» Set exercise: Write out the material below exactly, beginning at the line that contains "Target: blurred floodlight" and ending with its last line, both ends included; write nothing else.

—————

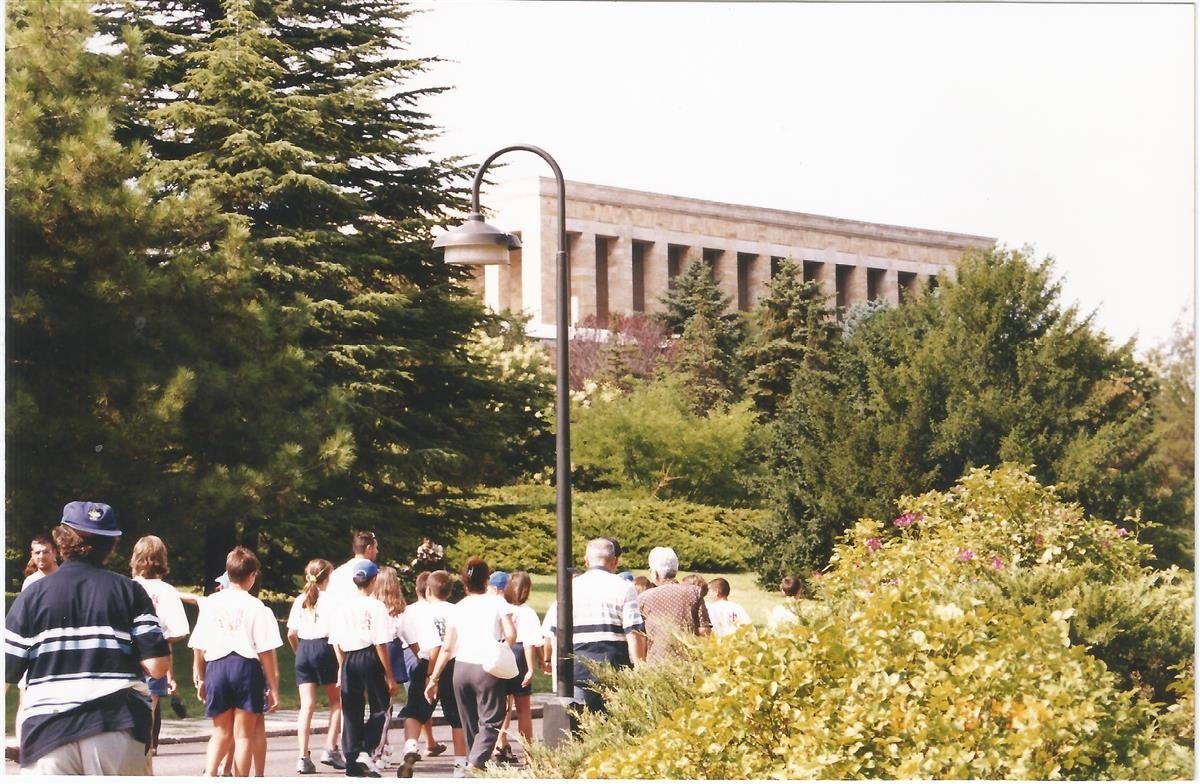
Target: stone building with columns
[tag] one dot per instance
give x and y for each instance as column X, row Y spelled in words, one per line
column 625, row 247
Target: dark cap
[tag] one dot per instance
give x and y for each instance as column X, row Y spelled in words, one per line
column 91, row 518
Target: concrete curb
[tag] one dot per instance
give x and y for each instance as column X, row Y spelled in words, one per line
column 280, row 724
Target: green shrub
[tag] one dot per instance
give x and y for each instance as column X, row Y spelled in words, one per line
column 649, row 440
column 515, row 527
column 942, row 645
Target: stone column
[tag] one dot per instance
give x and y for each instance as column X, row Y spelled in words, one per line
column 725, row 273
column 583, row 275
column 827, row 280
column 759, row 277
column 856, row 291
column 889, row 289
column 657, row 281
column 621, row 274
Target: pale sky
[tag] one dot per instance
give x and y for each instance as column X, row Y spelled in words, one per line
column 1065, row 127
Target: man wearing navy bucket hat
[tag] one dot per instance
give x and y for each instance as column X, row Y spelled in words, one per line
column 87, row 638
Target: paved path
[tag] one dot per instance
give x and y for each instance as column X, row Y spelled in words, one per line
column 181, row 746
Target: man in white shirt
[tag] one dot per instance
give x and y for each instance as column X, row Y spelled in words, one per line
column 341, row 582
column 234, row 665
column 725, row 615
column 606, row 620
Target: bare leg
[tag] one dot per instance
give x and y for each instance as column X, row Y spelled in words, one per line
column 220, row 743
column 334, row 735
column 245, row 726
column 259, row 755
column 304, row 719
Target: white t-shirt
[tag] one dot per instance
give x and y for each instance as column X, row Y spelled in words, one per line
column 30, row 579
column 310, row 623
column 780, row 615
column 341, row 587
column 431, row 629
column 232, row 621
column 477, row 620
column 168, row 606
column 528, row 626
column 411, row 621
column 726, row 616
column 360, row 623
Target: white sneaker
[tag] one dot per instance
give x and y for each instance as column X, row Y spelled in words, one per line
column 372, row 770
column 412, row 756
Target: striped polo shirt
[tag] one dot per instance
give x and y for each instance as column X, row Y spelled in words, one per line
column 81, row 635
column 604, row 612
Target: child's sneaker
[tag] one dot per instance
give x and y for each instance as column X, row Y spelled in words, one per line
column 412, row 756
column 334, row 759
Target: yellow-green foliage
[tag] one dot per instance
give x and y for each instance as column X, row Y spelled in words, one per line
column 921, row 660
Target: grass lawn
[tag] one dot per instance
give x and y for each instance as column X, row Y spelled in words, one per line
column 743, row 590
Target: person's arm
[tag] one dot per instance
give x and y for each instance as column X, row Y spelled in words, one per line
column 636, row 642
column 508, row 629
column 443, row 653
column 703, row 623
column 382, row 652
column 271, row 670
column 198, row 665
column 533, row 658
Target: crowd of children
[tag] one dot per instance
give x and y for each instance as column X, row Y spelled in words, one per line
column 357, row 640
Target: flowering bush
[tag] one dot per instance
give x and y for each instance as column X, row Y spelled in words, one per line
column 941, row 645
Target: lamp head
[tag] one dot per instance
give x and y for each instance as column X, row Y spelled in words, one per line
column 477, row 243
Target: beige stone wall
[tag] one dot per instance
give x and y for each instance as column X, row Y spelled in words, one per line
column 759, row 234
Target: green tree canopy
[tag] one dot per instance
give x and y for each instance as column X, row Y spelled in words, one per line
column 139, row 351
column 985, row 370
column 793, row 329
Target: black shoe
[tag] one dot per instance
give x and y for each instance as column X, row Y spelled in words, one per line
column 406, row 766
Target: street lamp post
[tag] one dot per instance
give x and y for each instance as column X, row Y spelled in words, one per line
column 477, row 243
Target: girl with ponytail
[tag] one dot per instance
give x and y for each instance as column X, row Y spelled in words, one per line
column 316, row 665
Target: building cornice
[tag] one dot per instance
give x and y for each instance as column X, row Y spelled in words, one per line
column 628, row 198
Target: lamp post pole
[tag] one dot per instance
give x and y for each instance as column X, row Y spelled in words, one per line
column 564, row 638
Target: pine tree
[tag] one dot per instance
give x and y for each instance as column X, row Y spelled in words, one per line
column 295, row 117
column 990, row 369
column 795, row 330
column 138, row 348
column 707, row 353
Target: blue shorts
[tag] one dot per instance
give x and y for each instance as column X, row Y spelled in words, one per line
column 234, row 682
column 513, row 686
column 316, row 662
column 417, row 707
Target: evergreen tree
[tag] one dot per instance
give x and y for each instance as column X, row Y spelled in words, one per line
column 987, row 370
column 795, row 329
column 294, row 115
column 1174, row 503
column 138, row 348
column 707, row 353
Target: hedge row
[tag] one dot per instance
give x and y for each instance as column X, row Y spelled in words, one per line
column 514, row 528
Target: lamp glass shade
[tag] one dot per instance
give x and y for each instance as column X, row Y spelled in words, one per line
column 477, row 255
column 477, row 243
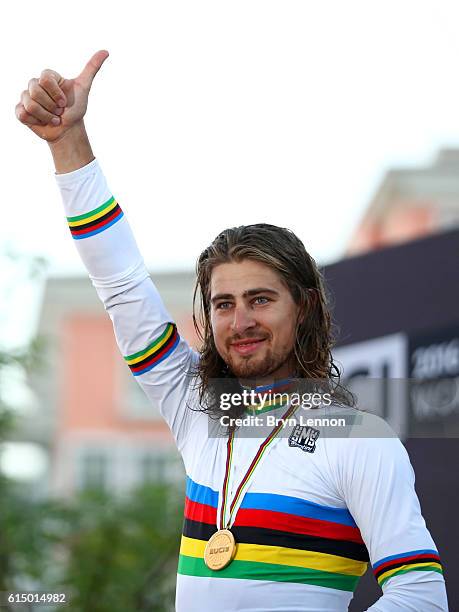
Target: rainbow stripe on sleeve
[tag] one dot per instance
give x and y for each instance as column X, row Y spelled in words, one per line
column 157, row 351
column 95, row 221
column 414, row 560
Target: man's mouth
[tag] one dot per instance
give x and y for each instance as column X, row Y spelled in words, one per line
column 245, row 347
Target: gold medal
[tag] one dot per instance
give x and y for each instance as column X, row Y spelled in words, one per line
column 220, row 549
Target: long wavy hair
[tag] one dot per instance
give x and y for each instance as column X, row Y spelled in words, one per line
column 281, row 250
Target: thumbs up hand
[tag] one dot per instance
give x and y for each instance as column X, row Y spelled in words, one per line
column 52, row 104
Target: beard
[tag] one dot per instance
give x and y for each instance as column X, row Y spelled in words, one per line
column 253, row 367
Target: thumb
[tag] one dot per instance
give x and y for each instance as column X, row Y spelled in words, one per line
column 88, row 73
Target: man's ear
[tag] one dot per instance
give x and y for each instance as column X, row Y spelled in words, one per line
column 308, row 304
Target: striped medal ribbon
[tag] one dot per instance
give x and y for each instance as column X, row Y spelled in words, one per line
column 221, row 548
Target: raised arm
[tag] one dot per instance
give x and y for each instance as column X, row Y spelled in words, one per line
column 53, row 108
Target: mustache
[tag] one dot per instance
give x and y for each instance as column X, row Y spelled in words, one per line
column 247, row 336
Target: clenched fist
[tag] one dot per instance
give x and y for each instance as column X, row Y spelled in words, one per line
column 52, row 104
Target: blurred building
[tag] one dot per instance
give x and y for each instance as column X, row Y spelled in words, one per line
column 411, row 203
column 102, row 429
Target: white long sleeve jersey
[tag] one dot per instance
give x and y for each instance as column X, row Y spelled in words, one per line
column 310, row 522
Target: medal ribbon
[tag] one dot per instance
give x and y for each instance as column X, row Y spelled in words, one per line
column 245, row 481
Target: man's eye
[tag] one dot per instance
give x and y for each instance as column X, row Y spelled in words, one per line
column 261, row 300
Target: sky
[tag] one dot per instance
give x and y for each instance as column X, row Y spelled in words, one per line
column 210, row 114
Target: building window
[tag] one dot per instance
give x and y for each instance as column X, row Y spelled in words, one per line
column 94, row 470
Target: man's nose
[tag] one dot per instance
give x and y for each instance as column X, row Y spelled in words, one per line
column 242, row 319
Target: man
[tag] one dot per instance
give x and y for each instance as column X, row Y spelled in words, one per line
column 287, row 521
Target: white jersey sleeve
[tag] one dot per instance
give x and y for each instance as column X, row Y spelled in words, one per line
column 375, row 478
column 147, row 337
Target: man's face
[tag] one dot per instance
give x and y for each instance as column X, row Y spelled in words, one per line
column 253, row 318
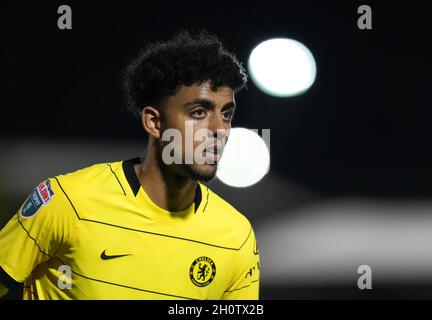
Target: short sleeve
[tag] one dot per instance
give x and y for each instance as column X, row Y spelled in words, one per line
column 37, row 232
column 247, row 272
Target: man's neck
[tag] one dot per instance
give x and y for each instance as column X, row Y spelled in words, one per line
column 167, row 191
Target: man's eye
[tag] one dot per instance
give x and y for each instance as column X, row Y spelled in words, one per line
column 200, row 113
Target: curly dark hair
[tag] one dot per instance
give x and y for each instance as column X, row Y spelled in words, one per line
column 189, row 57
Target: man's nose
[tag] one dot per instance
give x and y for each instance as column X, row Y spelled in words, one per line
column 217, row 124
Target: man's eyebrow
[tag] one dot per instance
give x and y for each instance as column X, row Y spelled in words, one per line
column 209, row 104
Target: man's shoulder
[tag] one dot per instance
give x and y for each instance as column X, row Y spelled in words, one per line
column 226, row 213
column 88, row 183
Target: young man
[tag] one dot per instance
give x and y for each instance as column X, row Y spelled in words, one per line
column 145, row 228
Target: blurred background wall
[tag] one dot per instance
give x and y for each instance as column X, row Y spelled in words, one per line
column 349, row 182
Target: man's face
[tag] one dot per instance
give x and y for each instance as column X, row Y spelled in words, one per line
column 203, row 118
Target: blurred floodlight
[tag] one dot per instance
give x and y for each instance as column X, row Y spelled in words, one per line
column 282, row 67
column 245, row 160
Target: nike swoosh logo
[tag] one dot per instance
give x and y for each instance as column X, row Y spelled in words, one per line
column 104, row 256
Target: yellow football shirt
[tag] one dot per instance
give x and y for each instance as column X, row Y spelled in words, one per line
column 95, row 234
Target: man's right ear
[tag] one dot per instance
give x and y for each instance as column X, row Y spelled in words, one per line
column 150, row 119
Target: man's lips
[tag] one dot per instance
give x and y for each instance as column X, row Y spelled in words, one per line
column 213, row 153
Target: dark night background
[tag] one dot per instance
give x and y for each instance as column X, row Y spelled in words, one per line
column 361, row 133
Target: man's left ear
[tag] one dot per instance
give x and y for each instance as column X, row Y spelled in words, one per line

—————

» Task solution:
Target: blurred floodlight
[tag] one dot per instance
give x and y for each instance as column X, row Y spelled in words, one per line
column 282, row 67
column 245, row 160
Target: nike swoosh logo
[tag] one dot per instance
give x and y for each instance as column X, row Y spelled in words, one per line
column 104, row 256
Target: yellow football shirt
[tag] one dot per instance
give x and y for each instance as column X, row Y spelled in words, one per line
column 95, row 234
Target: man's right ear
[tag] one dot per instance
give x and y for each instance as column X, row Y spelled in words, one per line
column 150, row 119
Target: man's lips
[tag] one dot per instance
give x and y for each instance as column X, row Y spelled in words, one per line
column 213, row 153
Target: dark night background
[tag] one dot per instance
give x and y for each instance as column X, row Y spelled in words, one per line
column 361, row 133
Target: man's left ear
[tag] one dot per instance
give x and y for each instance as column X, row Y spelled in words, one per line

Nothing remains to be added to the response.